Please pick out every line in the records below that contains the word "pasta" and copy each of those lines.

-- start --

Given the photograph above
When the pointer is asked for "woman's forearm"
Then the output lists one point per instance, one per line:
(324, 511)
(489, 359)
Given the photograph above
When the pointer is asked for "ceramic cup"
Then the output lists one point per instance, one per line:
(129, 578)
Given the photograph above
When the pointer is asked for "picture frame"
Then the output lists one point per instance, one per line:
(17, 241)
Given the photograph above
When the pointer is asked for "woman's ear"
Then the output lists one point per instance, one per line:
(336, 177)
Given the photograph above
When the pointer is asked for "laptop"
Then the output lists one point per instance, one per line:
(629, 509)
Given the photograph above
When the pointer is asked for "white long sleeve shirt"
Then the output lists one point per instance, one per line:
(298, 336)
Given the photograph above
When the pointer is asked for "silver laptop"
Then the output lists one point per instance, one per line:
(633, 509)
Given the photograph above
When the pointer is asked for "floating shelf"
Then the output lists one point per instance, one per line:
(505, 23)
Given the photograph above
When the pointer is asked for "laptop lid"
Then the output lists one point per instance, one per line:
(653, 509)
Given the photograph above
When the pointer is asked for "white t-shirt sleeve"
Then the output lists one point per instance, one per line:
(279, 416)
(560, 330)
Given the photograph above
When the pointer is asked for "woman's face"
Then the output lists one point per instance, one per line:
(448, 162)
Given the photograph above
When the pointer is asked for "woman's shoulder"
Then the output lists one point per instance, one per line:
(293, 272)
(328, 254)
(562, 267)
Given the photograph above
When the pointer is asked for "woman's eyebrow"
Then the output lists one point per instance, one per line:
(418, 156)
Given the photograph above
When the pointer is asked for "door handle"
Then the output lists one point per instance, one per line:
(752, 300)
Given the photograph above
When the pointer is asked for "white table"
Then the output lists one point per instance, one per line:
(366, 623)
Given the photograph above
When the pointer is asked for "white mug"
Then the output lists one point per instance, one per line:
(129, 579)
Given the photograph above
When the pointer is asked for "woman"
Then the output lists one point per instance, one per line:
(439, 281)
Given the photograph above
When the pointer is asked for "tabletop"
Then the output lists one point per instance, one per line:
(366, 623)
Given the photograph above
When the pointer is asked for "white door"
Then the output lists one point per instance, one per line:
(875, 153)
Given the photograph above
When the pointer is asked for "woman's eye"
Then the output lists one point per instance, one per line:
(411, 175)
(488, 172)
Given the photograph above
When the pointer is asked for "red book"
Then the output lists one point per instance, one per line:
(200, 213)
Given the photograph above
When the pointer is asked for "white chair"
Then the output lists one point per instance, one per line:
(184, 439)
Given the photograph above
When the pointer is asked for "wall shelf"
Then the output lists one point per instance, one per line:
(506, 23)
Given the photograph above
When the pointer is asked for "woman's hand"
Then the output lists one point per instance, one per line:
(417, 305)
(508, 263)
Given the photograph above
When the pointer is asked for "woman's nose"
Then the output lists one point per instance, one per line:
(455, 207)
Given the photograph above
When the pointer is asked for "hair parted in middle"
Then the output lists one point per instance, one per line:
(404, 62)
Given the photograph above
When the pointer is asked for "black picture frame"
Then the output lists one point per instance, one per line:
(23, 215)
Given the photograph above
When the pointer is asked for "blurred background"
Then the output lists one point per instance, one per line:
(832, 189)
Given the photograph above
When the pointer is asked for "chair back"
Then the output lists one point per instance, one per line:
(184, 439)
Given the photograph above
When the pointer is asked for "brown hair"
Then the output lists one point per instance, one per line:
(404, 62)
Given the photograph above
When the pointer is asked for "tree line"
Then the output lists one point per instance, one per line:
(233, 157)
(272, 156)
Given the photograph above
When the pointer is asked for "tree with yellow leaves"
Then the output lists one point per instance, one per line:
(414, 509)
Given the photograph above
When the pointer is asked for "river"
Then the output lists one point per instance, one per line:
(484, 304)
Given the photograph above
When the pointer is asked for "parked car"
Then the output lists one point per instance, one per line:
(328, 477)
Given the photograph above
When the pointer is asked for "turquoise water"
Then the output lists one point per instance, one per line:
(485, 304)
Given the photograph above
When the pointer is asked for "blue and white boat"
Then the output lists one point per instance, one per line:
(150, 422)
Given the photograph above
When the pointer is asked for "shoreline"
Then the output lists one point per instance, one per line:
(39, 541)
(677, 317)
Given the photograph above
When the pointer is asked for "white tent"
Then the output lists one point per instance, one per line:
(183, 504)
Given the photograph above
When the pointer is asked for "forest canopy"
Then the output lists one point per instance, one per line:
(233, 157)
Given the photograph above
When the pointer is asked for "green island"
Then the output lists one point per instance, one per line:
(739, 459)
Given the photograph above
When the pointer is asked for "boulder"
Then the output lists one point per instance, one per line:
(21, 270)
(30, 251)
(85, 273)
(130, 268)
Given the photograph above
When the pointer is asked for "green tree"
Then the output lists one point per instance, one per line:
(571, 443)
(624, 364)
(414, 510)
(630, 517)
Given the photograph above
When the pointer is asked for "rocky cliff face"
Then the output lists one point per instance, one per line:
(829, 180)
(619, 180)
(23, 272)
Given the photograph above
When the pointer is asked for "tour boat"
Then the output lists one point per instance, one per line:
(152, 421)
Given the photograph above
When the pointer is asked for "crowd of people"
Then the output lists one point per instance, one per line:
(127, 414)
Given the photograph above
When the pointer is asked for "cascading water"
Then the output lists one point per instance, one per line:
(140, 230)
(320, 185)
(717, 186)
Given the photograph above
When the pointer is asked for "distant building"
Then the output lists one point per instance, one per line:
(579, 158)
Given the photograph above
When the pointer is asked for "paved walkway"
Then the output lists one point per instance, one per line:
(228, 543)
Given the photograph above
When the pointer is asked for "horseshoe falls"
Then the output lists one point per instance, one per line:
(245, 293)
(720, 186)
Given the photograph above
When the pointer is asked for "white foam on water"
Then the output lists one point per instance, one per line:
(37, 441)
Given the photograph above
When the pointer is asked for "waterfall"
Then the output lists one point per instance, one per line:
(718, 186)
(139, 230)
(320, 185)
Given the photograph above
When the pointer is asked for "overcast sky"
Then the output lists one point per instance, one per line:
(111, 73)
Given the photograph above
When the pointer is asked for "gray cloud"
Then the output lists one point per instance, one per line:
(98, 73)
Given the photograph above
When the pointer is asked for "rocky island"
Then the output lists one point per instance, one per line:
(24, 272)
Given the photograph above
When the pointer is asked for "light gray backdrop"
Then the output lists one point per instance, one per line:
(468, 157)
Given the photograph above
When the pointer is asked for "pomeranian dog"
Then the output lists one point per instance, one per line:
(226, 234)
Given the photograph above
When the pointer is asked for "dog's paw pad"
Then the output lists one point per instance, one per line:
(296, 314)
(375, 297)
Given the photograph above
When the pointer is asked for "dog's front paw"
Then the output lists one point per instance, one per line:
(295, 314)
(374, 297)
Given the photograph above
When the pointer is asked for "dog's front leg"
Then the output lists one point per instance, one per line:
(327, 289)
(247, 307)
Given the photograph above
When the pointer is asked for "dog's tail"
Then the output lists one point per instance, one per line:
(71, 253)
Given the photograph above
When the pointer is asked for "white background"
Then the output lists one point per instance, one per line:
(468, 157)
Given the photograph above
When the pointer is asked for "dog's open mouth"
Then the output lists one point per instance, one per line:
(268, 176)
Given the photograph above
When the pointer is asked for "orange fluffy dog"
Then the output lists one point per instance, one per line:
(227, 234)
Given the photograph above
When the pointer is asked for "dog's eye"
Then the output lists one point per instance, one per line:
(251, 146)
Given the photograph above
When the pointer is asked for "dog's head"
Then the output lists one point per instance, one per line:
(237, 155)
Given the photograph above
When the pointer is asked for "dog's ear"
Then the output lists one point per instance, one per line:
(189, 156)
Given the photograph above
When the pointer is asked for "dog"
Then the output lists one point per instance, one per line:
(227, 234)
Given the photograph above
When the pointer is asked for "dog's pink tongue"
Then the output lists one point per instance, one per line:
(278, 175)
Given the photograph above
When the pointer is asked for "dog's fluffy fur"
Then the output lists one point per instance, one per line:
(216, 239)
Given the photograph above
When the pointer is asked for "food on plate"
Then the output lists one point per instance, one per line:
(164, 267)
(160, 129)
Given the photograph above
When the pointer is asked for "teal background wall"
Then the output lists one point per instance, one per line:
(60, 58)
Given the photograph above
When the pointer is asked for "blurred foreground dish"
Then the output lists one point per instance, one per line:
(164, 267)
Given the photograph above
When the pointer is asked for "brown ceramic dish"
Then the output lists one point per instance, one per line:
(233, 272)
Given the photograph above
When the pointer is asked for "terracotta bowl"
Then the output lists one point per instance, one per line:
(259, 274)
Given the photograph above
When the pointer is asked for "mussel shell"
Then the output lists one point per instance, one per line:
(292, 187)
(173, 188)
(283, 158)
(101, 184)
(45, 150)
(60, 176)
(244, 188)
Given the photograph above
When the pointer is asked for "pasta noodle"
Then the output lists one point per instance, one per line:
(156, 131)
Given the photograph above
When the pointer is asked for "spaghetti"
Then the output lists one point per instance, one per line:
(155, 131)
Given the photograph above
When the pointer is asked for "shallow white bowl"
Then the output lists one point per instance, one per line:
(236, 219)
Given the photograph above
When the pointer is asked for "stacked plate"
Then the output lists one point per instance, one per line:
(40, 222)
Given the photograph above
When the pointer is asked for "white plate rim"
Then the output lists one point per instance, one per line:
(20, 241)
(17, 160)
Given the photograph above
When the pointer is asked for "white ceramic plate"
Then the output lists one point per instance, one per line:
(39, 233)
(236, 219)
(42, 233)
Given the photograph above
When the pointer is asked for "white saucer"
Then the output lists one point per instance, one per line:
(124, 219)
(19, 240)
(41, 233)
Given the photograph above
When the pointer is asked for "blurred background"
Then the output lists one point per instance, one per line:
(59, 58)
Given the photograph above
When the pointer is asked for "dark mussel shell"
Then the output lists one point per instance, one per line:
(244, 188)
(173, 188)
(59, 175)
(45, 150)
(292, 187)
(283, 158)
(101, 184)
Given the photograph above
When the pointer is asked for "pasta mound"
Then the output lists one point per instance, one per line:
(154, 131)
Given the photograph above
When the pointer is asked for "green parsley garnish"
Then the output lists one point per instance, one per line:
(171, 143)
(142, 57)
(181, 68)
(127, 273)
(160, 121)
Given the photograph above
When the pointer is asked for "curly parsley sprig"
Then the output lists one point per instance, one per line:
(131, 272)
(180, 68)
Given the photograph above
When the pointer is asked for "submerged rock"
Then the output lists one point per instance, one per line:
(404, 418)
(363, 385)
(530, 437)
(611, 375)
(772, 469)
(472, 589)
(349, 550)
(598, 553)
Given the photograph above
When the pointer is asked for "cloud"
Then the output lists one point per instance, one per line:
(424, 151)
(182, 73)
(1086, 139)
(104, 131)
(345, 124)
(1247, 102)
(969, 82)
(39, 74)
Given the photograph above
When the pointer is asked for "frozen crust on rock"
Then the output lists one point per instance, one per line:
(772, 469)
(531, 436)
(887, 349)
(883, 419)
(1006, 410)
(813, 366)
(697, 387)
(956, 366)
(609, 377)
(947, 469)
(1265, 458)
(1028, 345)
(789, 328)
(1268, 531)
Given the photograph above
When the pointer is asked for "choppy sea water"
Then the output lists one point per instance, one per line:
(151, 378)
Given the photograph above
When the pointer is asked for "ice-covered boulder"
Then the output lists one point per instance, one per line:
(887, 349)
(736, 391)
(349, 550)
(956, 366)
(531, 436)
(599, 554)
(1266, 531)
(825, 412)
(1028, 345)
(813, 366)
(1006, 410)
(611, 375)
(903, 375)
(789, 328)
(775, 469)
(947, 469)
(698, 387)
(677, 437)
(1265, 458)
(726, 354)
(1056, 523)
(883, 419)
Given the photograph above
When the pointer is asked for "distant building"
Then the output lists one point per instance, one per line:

-- end --

WORKED SOLUTION:
When the pointer is asked for "pasta noodle"
When the pointer is asked for "pasta mound"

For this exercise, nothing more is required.